=== ACTIVITY ===
Leaving out all pictures, return the records word for word.

(Stored records)
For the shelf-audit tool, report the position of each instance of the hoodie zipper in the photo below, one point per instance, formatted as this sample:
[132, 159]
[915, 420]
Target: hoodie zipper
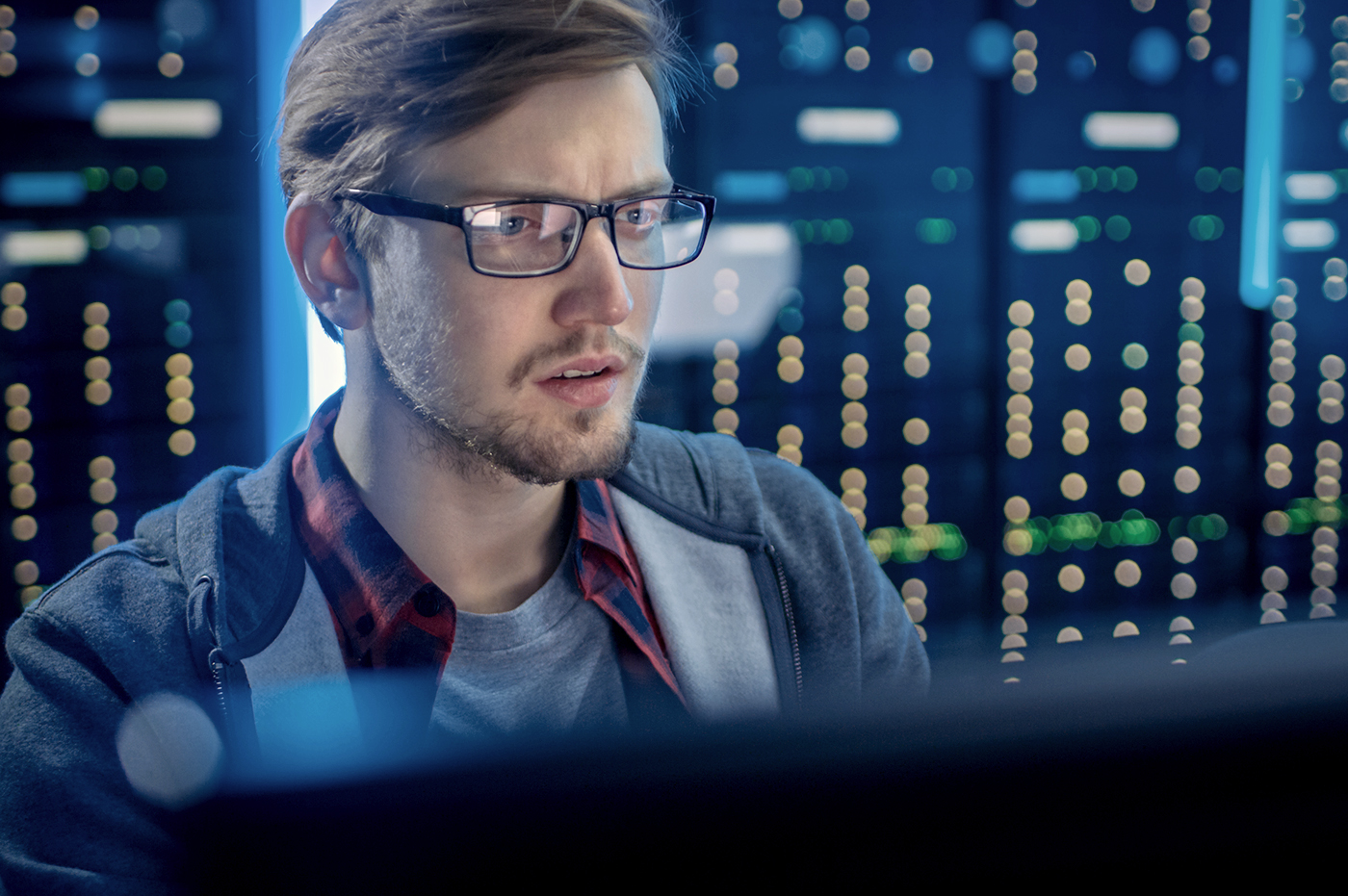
[784, 592]
[218, 671]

=== ANSWER AREA ===
For the shelf-audit tool, report the position of each instance of the hoodie zipper in the photo below, one point per instance, formatted as this sample:
[132, 159]
[915, 420]
Target: hoodie zipper
[784, 592]
[218, 671]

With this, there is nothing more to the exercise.